**What is needed**
List every case citation given in the passage on the Rule 404(b) robbery evidence below.

**Supplied passage**

In this case, the Court of Appeals resolved the first two parts of the Rule 404(b) test, finding that the robbery evidence "satisfied at least two of the legitimate purposes suggested in 404(b): knowledge, and absence of mistake," and that the evidence was relevant because, if defendant "used the gun two days earlier while wearing gloves and a wig, it is more likely that its presence in his truck, in a bag with gloves and a wig, was due to its being his gun, than to its having been secreted there without Haas's knowledge." Haas, 184 Fed.Appx. 234.
The Court of Appeals left it to this Court upon remand to perform the third and fourth parts of the test, i.e., to conduct the Rule 403 balancing and, if requested, to "give a limiting instruction restricting consideration of the robbery evidence to any permissible purposes for which it was admitted." Haas, 184 Fed.Appx. at 235. In making that balance of probative value versus unfair prejudice, the Court of Appeals remarked that Rule 403 "creates a presumption of admissibility," that evidence "cannot be excluded under Rule 403 merely because its unfairly prejudicial effect is greater than its probative value [but only where the district court concludes that] its unfairly prejudicial effect `substantially outweighs' its probative value." Id. at 234. The Court of Appeals also observed that "when evidence is highly probative, even a large risk of unfair prejudice may be tolerable."

(Extracted records)
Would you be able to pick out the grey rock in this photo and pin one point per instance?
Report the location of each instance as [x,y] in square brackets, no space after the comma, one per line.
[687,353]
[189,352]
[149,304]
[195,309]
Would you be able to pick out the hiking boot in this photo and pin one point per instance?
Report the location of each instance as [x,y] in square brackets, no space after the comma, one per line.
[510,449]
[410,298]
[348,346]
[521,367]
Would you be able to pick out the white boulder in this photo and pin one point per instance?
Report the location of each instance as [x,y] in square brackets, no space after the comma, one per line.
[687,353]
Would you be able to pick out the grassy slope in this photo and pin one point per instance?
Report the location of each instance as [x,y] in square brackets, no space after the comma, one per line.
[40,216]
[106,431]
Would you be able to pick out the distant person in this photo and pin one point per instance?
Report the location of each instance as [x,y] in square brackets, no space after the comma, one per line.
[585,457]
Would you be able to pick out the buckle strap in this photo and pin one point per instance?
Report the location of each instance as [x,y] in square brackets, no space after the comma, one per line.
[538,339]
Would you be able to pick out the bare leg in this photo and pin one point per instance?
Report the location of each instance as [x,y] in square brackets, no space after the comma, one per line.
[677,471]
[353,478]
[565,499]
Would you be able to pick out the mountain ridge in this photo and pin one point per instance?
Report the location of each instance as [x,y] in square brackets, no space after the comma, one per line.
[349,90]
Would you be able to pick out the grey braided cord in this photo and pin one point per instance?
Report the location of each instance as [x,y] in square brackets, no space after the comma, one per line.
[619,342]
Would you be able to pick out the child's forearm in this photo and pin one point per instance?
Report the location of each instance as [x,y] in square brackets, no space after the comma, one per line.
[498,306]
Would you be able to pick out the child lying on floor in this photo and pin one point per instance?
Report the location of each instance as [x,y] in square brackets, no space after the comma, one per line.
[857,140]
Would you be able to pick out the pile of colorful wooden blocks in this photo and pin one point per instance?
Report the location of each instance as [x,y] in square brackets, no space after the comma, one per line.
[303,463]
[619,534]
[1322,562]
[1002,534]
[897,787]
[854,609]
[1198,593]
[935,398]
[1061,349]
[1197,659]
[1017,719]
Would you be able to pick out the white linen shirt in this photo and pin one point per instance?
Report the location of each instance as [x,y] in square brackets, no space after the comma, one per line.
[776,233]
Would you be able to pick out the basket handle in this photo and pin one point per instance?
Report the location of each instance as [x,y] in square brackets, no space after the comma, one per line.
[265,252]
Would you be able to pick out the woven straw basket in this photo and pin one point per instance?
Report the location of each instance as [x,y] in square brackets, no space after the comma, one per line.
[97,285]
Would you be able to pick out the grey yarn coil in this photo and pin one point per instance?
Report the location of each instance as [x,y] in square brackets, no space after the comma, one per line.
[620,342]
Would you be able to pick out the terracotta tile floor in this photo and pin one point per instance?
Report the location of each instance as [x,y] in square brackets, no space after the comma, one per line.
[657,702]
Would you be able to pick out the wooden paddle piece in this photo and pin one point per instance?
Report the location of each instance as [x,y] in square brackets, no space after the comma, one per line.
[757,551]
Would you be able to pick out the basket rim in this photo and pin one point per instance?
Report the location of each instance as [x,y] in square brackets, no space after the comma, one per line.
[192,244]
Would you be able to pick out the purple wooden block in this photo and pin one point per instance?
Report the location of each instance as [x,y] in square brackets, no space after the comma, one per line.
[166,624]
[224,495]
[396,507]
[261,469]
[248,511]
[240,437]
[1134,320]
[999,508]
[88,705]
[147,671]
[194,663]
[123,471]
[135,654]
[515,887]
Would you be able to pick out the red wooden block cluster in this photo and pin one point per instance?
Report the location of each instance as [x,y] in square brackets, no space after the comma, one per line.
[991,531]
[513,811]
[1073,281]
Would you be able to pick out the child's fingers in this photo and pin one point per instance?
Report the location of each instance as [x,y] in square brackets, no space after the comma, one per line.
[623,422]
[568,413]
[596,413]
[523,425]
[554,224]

**Problem solution**
Haas, 184 Fed.Appx. 234
Haas, 184 Fed.Appx. at 235
Id. at 234